El periplo de Carlos Acosta, que pasó de bailar breakdance en un barrio marginal de La Habana a convertirse en leyenda mundial de la danza y primer bailarín del Royal Ballet de Londres durante 17 años, sorprende aún más si consideramos que pasó una parte de él odiando el baile. «Me llamó mucho la atención, porque era como lo contrario de Billy Elliot», explica Icíar Bollaín, que repasa la vida del cubano en su nuevo trabajo, Yuli. «Pero, con el tiempo, el baile dejó de ser su cárcel para ser su refugio».

La película, con la que la madrileña compite por tercera vez por la Concha de Oro -ya lo hizo con Te doy mis ojos (2003) y Mataharis (2007)-, se aleja de los biopics al uso de varias maneras. En primer lugar, en ella el propio Acosta se interpreta a sí mismo en tiempo presente, mientras ensaya con su compañía un espectáculo sobre su vida al tiempo que recuerda momentos definitorios de su infancia y juventud. Asimismo, comenta la directora, «rehúye la narración convencional en tanto que una parte importante de la historia de Carlos y de sus emociones está expresada a través de los números de baile».

Su historia de superación, en la que juega un papel esencial la figura de su padre -«un camionero casi analfabeto que lo obligó a ingresar en el Ballet Nacional de Cuba para sacarle de la calle»-, le sirve a Bollaín para trazar en paralelo una historia de la Cuba de los últimos 40 años. A lo largo de Yuli, en efecto, se suceden referencias a cubanos que huyen de la isla para exiliarse en Miami, la recesión económica de principios de los 90 conocida como Periodo Especial y la crisis de los balseros. «En cualquier caso, he querido hablar de la Cuba menos conocida», aclara la directora. «Cuando se habla de este país, el aspecto político pesa mucho, pero yo quería prestar más atención a su escena cultural, que es verdaderamente impresionante».

Basada en la autobiografía No mires atrás, que Acosta publicó en 2007, Yuli oscila de forma insistente entre vistosos momentos de danza y escenas de melodrama familiar que resultan más bien toscas, en buena medida por el empeño en la sobreexplicación. A lo largo del metraje, repetitivos diálogos se dedican a reiterar ideas al mismo tiempo subrayadas no solo a través de coreografías de danza sino también de sucesivos flashbacks. En cualquier caso, eso sí, la película funciona como valiosa reflexión sobre lo que Bollaín define como «la responsabilidad que el talento conlleva. ¿Y qué si un artista quiere llevar una vida normal? Si tienes un don, tienes que usarlo y afrontar todos los sacrificios que conlleva. En ese sentido, puede acabar convirtiéndose en una maldición».

**Datos proporcionados**
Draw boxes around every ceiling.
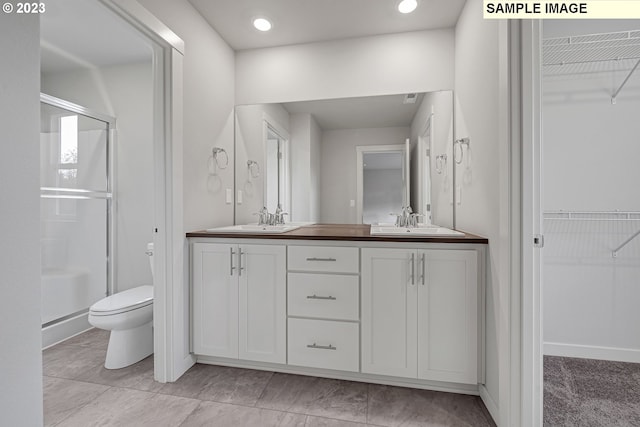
[40,0,152,73]
[189,0,465,50]
[282,94,424,130]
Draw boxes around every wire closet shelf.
[542,30,640,104]
[543,210,640,258]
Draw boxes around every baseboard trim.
[478,384,500,426]
[196,356,478,396]
[543,342,640,363]
[42,312,93,350]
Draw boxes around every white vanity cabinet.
[188,229,487,394]
[191,243,287,363]
[361,248,479,384]
[287,246,360,372]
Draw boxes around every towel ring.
[453,138,469,165]
[211,147,229,169]
[247,160,260,178]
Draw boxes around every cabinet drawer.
[287,273,360,320]
[288,246,360,273]
[288,319,360,372]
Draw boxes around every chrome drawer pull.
[307,343,338,350]
[307,294,336,301]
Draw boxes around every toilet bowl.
[89,243,153,369]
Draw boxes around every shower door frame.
[40,92,116,302]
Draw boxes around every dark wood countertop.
[187,224,489,244]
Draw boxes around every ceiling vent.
[402,93,418,104]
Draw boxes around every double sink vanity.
[187,91,488,394]
[187,223,487,394]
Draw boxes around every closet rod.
[611,59,640,104]
[611,230,640,258]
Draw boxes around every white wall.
[290,113,322,222]
[41,61,154,291]
[455,1,508,426]
[542,20,640,362]
[236,29,454,104]
[139,0,234,231]
[320,127,410,224]
[0,13,43,426]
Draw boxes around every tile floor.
[44,329,495,427]
[544,356,640,427]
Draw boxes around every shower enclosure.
[40,94,115,347]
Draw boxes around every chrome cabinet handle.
[307,343,338,350]
[409,253,416,285]
[307,294,337,301]
[229,248,236,276]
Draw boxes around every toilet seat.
[89,285,153,316]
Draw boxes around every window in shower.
[40,95,114,329]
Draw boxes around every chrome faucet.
[273,203,289,225]
[254,204,289,225]
[254,206,269,225]
[396,206,424,228]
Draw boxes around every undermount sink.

**Enunciado**
Indica si cada afirmación coincide con el texto sobre Yuli, con un sí o un no y las palabras exactas del texto que lo deciden. 1. Carlos Acosta fue primer bailarín del Royal Ballet de Londres durante 17 años. 2. Yuli es la primera película con la que Bollaín compite por la Concha de Oro. 3. En la película, Acosta es interpretado por otro actor en tiempo presente.

**Solución**
1. Sí: «primer bailarín del Royal Ballet de Londres durante 17 años».
2. No: «compite por tercera vez por la Concha de Oro».
3. No: «el propio Acosta se interpreta a sí mismo en tiempo presente».